> [Extract provided]:
It has been almost a week since a powerful monsoon storm slammed Globe, a community located to the east of Phoenix, and the cleanup efforts are far from finished. FOX 10's Brian Webb reports.

As of Oct. 2, it has been six days since severe storms slammed Globe, and the clean-up is far from finished.

The backstory:

Rain quickly turned to flash flooding in the Miami and Globe areas on Thursday, Sept. 25 and Friday, Sept. 26, causing significant damage to homes and businesses.

In previous reports, residents said water rose to car bumpers, and thick mud covered one street. Residents reported that the severe weather displaced several people and businesses. In one case, a building's roof was blown off.

Dig deeper:

The Caldera family home was among the hardest hit.

Owned by the family since the early 1950s, it sits right along a wash. Over the years, the family pitched in to build a retaining wall piece by piece, and it lasted for more than 70 years.

After the storm, the Caldera home's walls were pushed in. Meanwhile, the carpet looks like it was made of mud, and the flood line is at a waist-high level.

"What is it like to see this house now, what it looks like today?" we asked Eddie Caldera.

"It hurts. It hurts bad," said Caldera.

Eddie and his wife, Norma, were at the home on the night of Sept. 26 when they noticed the water in the wash rising fast. He went outside for a look around, and before they knew it, she was stuck inside.

"I yelled at him, ‘I can’t get out!’ And so he was hitting the door. He broke a rib," Norma Caldera said. "Then he broke the window and we got out and then we went down on the fence here and just hanging on as tight as we could."

Local perspective:

The wash behind the house is now a beehive of activity. Crews are using chainsaws and brute force to clear trees and limbs while neighbors grab shovels, scooping up pile after pile of debris. Nearby, two vintage tricycles were found resting on a rooftop.

A few blocks away, a debris pile roughly 15 feet tall and 100 feet long serves as a collection point. It contains everything from old mattresses to washing machines and refrigerators, growing with truckload after truckload as the cleanup continues with no end in sight.

The Calderas have been getting help from family, friends and complete strangers, who have provided food, water, clothes and beds. At the house, they salvage what they can and throw away the rest.

Several generations grew up in the home, and they hate to see it go. But they feel blessed for the memories the home gave them and lucky they made it out alive.

"We’re just blessed that they’re here," said Robert Caldera, Eddie's brother. "But to be 72 and 71 and starting over from zero, that’s the hard part."

What's next:

The family says there’s no saving the home itself. They will have to tear it down and find a new place to live.

> [Exercise goal]:
Answer these questions from the report on the Globe storm above.
(a) On which two dates did flash flooding hit the Miami and Globe areas?
(b) How long did the Caldera family's retaining wall last?
(c) How tall and how long is the debris pile that serves as a collection point?

> [Listed records]:
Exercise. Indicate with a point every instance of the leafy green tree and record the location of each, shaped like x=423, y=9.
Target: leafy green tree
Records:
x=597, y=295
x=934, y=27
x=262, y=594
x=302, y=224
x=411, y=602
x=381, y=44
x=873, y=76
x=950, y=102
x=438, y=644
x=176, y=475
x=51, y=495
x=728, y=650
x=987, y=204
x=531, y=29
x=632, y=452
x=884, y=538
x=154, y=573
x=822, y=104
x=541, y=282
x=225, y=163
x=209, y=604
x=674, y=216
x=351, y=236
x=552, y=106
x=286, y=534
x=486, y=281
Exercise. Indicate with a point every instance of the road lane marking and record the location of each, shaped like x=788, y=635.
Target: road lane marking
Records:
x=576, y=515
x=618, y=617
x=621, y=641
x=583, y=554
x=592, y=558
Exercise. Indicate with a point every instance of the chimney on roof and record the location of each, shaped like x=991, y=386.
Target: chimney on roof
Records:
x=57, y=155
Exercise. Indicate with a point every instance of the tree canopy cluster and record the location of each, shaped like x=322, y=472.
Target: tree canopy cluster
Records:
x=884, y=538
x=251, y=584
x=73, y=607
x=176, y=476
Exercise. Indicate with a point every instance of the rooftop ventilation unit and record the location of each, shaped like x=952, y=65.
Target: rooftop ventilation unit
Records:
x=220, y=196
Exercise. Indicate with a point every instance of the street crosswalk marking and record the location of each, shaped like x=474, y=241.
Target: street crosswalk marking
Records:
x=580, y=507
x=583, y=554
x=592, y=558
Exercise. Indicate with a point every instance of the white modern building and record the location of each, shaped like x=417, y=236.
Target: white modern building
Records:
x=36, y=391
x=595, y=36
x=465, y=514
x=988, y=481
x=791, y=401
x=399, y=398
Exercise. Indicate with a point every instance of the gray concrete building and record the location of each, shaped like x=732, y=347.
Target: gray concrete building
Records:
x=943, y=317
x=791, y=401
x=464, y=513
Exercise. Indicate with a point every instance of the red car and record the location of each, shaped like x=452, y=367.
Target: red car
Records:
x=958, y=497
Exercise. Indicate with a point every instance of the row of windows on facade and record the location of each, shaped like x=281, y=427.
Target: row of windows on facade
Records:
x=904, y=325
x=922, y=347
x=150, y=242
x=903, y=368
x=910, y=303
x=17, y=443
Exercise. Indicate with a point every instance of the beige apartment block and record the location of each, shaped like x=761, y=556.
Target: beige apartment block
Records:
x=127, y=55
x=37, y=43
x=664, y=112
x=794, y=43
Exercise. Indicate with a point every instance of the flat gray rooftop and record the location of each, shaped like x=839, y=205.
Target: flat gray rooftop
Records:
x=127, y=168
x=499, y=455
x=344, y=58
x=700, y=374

> [Solution]:
(a) Thursday, Sept. 25 and Friday, Sept. 26.
(b) More than 70 years.
(c) Roughly 15 feet tall and 100 feet long.